Problems to solve ->
1. Print the part of the forum thread that opens with the words containing "So this risk" and closes with "speciality expansion boards.".
2. Answer these questions from the forum thread:
(a) How many SWUs does it take to produce 1 kg of 90% enriched U235 from natural uranium when tailings are exhausted at 0.2%?
(b) What event is given in parentheses as an example of ANFO?
(c) What volatile liquid is named as an example used in weaponized fuel-air bombs?

Yes, quite a bit longer. If you are a nation-state that can build an industrial scale centrifuge operation, then any reactor fuel is a proliferation risk. It takes several times more effort to concentrate to 5% than from 5% to 90%.
There's a concept called Separation Work Units (SWUs) that can be used to quantify how much centrifuge time is needed to separate x kg of uranium at y% enrichment into an enriched stream at z% enrichment and a tailings stream with <<y% enrichment. And there's a calculator here. https://www.urenco.com/swu-calculator
Let's say you want to produce 1 kg of 90% enriched U235.
Starting from 176 kg of natural uranium, it takes 227 SWUs of effort if you are exhausting tailings at 0.2%. Or if you exhaust tailings at 0.5% it only takes 154 SWU, but then you need a whopping 424 kg of natural Uranium feedstock. Either way, it's a lot of work.
Starting with 20 kg of 5% enriched reactor fuel, drained down to 0.5% tailings, is 48 SWU. Or if you can afford be wasteful of 5% enriched reactor fuel, 30 kg + 30 SWU gets you to the same place with 2% tailings, something that only makes sense if you've stolen the reactor fuel rather than enriching it from natural uranium.
Starting with 5 kg of 20% enriched HALEU drops the separation effort to 12 SWU, assuming 2% tailings. Or if you stole a lot of it, and only need to extract half the U235 content, 10% tailings is 7.4 SWU per kg of weapons-grade HEU.
The key point is that the greatest investment of separation work comes in the early enrichment stages where vast quantities of natural uranium are concentrated into relatively smaller quantities of moderately enriched uranium. It takes several times more effort to concentrate to 5% than from 5% to 90%.
So this risk isn't unique to HALEU. Regular reactor fuel is almost as problematic. //
DDopson Ars Tribunus Militum
22y
1,933
Subscriptor
clewis said:
Timed to the µs? I'll just use a Raspberry π and a real time operating system. If we need ns, I might have to buy some speciality expansion boards.
While modern technology has rendered trivial some aspects of the problem that were much harder in the pre-transistor era, it's still not quite as simple as that. You need high quality explosive initiators that will trigger detonation with a predictable lag, versus all of the default solutions have unacceptably high variability such that one side goes before the other, creating an asymmetric implosion. The solution is often found by driving enormous currents through wires or foil embedded in relatively sensitive explosives, and in 1945, achieving such a rapid current rise was a major challenge. Today, someone developing similar high-precision initiators would benefit tremendously from the plethora of off-the-shelf power electronics (much more important even than the Raspberry pi), but it's still something that a real engineer needs to spend some time testing very carefully or your weapon will dramatically underperform it's designed yield. //
DDopson Ars Tribunus Militum
22y
1,933
Subscriptor
Wickwick said:
Sandia National Labs has (at least) one group which specializes in analyzing the risk of improvised industrial goods for explosive yield. Many years ago I helped adapt some lab equipment so it could be used in a cloud of muriatic acid as if someone had detonated a railcar full of the stuff. Just last year at a conference I was speaking to one of their researchers about the threats posed by things like diesel tankers, LNG ships, etc. None of those things are viewed particularly highly on the threat matrix compared to something like ANFO (Beirut port explosion). Fuels have a lot of stored chemical energy, but you can't couple that to the environment in a manner that creates a large explosion without having an oxidizer intimately mixed in. Achieving the near-nuclear-level blast of a massive fuel-air burst bomb is a non-trivial engineering feat. //
+1, and note that weaponized fuel-air bombs don't just use any old fuel laying about. They have a specifically engineered mix of a highly volatile liquid with a wide detonation range (better tolerance for uneven dispersion), such as ethylene oxide, with a powder like aluminum, which boosts the energy release per unit of oxygen consumed.
Poorly dispersed commercial fuels badly underachieve their on-paper energetic value.

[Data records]
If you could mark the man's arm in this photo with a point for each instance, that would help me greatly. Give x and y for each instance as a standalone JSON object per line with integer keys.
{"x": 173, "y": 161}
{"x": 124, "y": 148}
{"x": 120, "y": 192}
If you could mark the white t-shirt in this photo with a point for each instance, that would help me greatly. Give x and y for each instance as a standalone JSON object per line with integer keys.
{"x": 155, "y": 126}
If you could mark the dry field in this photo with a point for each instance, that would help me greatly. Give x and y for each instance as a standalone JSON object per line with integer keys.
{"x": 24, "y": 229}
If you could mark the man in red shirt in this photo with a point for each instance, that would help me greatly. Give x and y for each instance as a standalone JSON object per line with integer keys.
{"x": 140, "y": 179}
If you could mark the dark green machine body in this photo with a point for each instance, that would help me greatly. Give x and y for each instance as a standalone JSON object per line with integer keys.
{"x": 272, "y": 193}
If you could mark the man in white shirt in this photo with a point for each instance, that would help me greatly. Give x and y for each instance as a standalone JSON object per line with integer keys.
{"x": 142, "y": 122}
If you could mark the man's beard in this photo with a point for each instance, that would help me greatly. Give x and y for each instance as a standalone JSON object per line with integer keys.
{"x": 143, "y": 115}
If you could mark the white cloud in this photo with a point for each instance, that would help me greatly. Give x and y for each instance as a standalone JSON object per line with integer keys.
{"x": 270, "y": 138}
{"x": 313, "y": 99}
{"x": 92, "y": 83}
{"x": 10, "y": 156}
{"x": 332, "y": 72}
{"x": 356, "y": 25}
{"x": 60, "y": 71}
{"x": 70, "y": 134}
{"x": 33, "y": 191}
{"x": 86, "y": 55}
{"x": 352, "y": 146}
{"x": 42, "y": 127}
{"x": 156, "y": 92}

Task-by-task outputs ->
1.
So this risk isn't unique to HALEU. Regular reactor fuel is almost as problematic. //
DDopson Ars Tribunus Militum
22y
1,933
Subscriptor
clewis said:
Timed to the µs? I'll just use a Raspberry π and a real time operating system. If we need ns, I might have to buy some speciality expansion boards.

2.
(a) 227 SWUs
(b) The Beirut port explosion
(c) Ethylene oxide